### Texte du document
1. La diminution des pouvoirs du secrétaire.

a) La scission de la charge du secrétaire.

En 1496, le secrétaire se plaint qu’il a trop de charges et peu de gages, il insiste pour dire qu’il s’est tu pendant longtemps, car il n’est pas « criart ou importun ». Il est vrai que depuis son accession au poste de secrétaire en 1476, Dupont n’a fait aucune réclamation, contrairement à son prédécesseur Jacques Mathieu qui avait fait réviser le montant de ses gages tous les dix ans. Pour souligner sa bonne foi, il ne manque pas d’expliquer son silence pendant toutes ces années par son empressement à toujours considérer le bien commun plutôt que son intérêt personnel : « quant je voyes les grans affaires et messires les conseillers se perplex et passionnez à trouver argent, je n’osoye demander car je suis de telle condicion que j’endureroyz plustost beaucop, avent que crier ne importuner » 273 . Pour justifier sa requête, il se lance ensuite dans l’énumération de ses devoirs, en insistant particulièrement sur les changements que cette fonction a connus depuis le début du siècle :

‘« Item fault considéré que ceulx qui ont eu l’office et charge de procureur le temps passé ont facillement pourté lesdits charges pour ce que les affaires estoient petiz et n’estoient lesdits conseillers contraincts ne mandez eulx assemblées que deux foyz la sepmaine. Et le plus souvent ilz n’avoient besoing.
Item que maintenant à l’occasion de ce que la ville est peuplée et le peuple d’icelle creu et augmenté de la moytié plus qu’elle n’a esté au temps passé, tant à cause des foires que autrement, les affaires communes sont aussi creuz et augmentez non pas de la moytié mais des deux tiers. Car là où les conseillers ne s’assemblent quasi tous les jours et bien souvent deux fois le jour pour vuider les affaires qui journellement surviennent.

### Données fournies
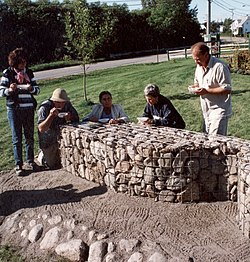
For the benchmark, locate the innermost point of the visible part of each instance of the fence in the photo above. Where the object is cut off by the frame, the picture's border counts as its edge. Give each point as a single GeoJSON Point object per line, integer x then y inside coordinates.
{"type": "Point", "coordinates": [224, 50]}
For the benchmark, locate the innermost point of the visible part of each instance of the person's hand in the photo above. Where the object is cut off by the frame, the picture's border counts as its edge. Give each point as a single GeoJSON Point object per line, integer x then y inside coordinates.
{"type": "Point", "coordinates": [13, 87]}
{"type": "Point", "coordinates": [114, 121]}
{"type": "Point", "coordinates": [93, 119]}
{"type": "Point", "coordinates": [148, 122]}
{"type": "Point", "coordinates": [68, 117]}
{"type": "Point", "coordinates": [30, 88]}
{"type": "Point", "coordinates": [201, 91]}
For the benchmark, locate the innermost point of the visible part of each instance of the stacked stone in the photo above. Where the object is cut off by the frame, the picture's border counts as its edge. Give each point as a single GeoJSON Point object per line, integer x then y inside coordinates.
{"type": "Point", "coordinates": [164, 163]}
{"type": "Point", "coordinates": [244, 194]}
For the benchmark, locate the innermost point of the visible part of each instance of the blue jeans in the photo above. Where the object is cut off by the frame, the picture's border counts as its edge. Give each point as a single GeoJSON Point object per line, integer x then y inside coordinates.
{"type": "Point", "coordinates": [22, 120]}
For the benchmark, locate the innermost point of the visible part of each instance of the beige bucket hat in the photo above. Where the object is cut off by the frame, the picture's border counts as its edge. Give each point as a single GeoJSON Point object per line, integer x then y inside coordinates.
{"type": "Point", "coordinates": [59, 95]}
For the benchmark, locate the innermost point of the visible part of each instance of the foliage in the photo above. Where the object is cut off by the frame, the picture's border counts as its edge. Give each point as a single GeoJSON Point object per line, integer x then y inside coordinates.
{"type": "Point", "coordinates": [240, 62]}
{"type": "Point", "coordinates": [227, 25]}
{"type": "Point", "coordinates": [36, 26]}
{"type": "Point", "coordinates": [126, 84]}
{"type": "Point", "coordinates": [50, 29]}
{"type": "Point", "coordinates": [87, 29]}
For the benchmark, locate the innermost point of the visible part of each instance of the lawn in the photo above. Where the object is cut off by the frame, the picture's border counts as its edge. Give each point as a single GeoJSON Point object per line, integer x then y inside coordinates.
{"type": "Point", "coordinates": [126, 85]}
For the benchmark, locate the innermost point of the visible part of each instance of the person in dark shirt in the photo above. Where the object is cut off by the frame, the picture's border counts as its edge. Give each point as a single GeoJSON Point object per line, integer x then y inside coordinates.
{"type": "Point", "coordinates": [159, 110]}
{"type": "Point", "coordinates": [53, 113]}
{"type": "Point", "coordinates": [18, 85]}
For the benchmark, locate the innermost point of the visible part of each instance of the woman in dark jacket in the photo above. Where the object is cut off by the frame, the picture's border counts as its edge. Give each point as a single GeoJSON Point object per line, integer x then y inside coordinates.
{"type": "Point", "coordinates": [159, 110]}
{"type": "Point", "coordinates": [18, 86]}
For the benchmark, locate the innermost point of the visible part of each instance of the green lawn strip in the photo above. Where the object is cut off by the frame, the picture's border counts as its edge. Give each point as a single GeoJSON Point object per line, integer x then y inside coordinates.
{"type": "Point", "coordinates": [126, 84]}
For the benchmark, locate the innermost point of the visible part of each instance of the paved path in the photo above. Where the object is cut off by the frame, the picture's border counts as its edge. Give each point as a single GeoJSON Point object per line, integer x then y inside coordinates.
{"type": "Point", "coordinates": [76, 70]}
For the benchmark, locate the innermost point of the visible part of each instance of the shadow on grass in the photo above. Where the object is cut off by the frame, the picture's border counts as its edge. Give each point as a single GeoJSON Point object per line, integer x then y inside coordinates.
{"type": "Point", "coordinates": [239, 92]}
{"type": "Point", "coordinates": [13, 200]}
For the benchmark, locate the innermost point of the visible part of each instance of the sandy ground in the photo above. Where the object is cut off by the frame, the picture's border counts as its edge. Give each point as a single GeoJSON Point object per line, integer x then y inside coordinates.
{"type": "Point", "coordinates": [203, 231]}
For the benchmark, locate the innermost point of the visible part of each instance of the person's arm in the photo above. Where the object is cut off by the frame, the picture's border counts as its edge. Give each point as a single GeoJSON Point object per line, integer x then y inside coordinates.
{"type": "Point", "coordinates": [222, 83]}
{"type": "Point", "coordinates": [6, 87]}
{"type": "Point", "coordinates": [120, 116]}
{"type": "Point", "coordinates": [34, 89]}
{"type": "Point", "coordinates": [44, 125]}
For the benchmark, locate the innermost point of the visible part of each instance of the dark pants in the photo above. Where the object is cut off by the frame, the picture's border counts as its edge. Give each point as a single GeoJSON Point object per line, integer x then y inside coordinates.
{"type": "Point", "coordinates": [22, 120]}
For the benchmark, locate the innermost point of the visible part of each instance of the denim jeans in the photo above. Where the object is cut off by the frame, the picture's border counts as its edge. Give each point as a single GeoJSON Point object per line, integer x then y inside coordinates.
{"type": "Point", "coordinates": [22, 120]}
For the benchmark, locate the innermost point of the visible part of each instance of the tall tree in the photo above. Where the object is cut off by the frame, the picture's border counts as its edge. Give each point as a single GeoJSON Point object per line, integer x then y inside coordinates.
{"type": "Point", "coordinates": [87, 28]}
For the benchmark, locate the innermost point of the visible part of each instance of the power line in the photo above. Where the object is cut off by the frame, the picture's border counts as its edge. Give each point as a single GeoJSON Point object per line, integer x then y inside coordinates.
{"type": "Point", "coordinates": [231, 9]}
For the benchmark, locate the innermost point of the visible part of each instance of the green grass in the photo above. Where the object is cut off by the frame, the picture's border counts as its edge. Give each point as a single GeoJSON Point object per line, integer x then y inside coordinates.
{"type": "Point", "coordinates": [127, 84]}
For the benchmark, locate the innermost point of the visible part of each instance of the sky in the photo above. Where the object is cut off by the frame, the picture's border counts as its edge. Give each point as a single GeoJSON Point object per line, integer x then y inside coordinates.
{"type": "Point", "coordinates": [220, 9]}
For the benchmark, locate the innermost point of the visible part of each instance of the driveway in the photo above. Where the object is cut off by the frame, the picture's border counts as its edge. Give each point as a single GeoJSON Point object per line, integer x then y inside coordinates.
{"type": "Point", "coordinates": [76, 70]}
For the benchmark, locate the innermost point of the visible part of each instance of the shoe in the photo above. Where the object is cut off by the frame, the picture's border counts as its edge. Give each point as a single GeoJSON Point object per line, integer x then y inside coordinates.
{"type": "Point", "coordinates": [19, 171]}
{"type": "Point", "coordinates": [31, 166]}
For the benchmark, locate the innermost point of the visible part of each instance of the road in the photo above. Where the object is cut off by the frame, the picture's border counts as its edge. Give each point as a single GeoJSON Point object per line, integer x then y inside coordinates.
{"type": "Point", "coordinates": [76, 70]}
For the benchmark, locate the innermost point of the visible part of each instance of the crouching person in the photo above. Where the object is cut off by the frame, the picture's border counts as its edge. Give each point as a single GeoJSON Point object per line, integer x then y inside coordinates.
{"type": "Point", "coordinates": [53, 113]}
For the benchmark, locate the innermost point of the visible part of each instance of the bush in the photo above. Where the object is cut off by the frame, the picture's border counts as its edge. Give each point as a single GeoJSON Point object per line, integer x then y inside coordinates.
{"type": "Point", "coordinates": [240, 62]}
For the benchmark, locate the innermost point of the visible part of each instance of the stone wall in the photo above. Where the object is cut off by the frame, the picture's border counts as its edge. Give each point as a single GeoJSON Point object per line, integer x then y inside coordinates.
{"type": "Point", "coordinates": [164, 163]}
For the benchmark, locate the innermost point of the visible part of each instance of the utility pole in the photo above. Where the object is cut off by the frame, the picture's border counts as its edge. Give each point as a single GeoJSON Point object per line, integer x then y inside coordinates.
{"type": "Point", "coordinates": [208, 16]}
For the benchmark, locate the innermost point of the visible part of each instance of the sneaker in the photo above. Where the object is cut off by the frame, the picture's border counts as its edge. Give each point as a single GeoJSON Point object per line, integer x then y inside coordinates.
{"type": "Point", "coordinates": [19, 170]}
{"type": "Point", "coordinates": [31, 166]}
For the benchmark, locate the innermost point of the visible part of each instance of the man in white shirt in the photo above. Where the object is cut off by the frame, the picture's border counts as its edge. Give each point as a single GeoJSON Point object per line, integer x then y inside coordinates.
{"type": "Point", "coordinates": [213, 85]}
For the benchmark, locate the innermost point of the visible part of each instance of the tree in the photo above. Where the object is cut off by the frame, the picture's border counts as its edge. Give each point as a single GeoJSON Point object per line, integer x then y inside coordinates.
{"type": "Point", "coordinates": [87, 29]}
{"type": "Point", "coordinates": [227, 25]}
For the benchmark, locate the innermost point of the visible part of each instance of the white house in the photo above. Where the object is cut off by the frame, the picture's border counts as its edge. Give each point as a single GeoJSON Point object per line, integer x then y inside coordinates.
{"type": "Point", "coordinates": [241, 26]}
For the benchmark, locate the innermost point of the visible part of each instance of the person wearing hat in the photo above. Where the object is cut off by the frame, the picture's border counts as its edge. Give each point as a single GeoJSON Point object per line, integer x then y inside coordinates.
{"type": "Point", "coordinates": [52, 113]}
{"type": "Point", "coordinates": [159, 110]}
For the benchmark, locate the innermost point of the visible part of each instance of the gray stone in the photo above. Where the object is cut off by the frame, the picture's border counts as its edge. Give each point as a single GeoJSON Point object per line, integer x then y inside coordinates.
{"type": "Point", "coordinates": [128, 245]}
{"type": "Point", "coordinates": [136, 257]}
{"type": "Point", "coordinates": [74, 250]}
{"type": "Point", "coordinates": [157, 257]}
{"type": "Point", "coordinates": [35, 233]}
{"type": "Point", "coordinates": [97, 251]}
{"type": "Point", "coordinates": [51, 238]}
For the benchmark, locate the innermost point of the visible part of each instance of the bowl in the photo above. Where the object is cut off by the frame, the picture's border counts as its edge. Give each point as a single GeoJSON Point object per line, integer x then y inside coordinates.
{"type": "Point", "coordinates": [103, 120]}
{"type": "Point", "coordinates": [62, 114]}
{"type": "Point", "coordinates": [142, 119]}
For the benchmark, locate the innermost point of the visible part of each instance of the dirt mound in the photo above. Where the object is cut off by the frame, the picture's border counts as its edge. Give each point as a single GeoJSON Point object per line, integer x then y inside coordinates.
{"type": "Point", "coordinates": [203, 231]}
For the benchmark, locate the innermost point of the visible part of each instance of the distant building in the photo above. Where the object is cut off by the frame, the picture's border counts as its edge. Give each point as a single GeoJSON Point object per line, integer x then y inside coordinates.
{"type": "Point", "coordinates": [241, 27]}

### Travail demandé
A – Affichez chacune des lignes qui contiennent le mot « lawn ».
B – Poursuivez le texte sur la charge du secrétaire à partir de sa dernière phrase.
Le texte et les lignes ne proviennent pas de la même source.

### Réponses attendues
A –
For the benchmark, locate the innermost point of the visible part of each instance of the lawn in the photo above. Where the object is cut off by the frame, the picture's border counts as its edge. Give each point as a single GeoJSON Point object per line, integer x then y inside coordinates.
For the benchmark, locate the innermost point of the visible part of each instance of the green lawn strip in the photo above. Where the object is cut off by the frame, the picture's border counts as its edge. Give each point as a single GeoJSON Point object per line, integer x then y inside coordinates.

B –
Item et à ce convient que je assiste et soye présent et escripre les délibéracions, ordonnances et appointements ensemble autres actes qui se font audit consulat. Et pour ce faire je soye le premier actendant et le dernier partant de l’assemblée.
Item et de autre part les habitans de ladite ville ont leur premier accès à moy de toutes les plaintes, douléances, troubles, empeschement et nouvelles suspectez et meneus en ladite ville touchant les affaires communes d’icelle, à quoy fault que je donne le remède et provision que je puis, et ce que je ne puis, je le face faire qui est merveilleuse peine » 274 .’

Tous les arguments du secrétaire sont crédibles, ce qui ne signifie pas pour autant qu’ils sont totalement véridiques. Il est vrai que le travail du secrétaire a changé du fait de la conjoncture, mais il convient de se demander dans quelle mesure Dupont n’exagère pas un peu.

Evolution du nombre de réunions lors des années test.
Evolution du nombre de réunions lors des années test.

Les conseillers se réunissent en moyenne un peu plus à partir des années 1470, cette augmentation est de l’ordre de 27% par rapport à la situation des années 1410-1430, ce qui n’a donc rien de négligeable. Cependant le secrétaire dramatise sa situation en laissant penser qu’au début du siècle les conseillers se réunissaient uniquement deux fois par semaine : il vrai que dans les syndicats deux jours de réunions hebdomadaires sont fixés, mais les conseillers sont amenés à se réunir plus souvent suivant la conjoncture. Si l’on considère un rythme bi-hebdomadaire de réunions, il devrait y avoir en moyenne 104 réunions par an, or ces chiffres ne sont dépassés que pour 1477 et 1497, sans pour autant atteindre le nombre de trois réunions par semaine. Par contre, il est vrai que les conseillers ont tendance à se réunir souvent deux fois le même jour à l’époque où Dupont est secrétaire.

Evolution du nombre de décisions enregistrées par le secrétaire.
Evolution du nombre de décisions enregistrées par le secrétaire.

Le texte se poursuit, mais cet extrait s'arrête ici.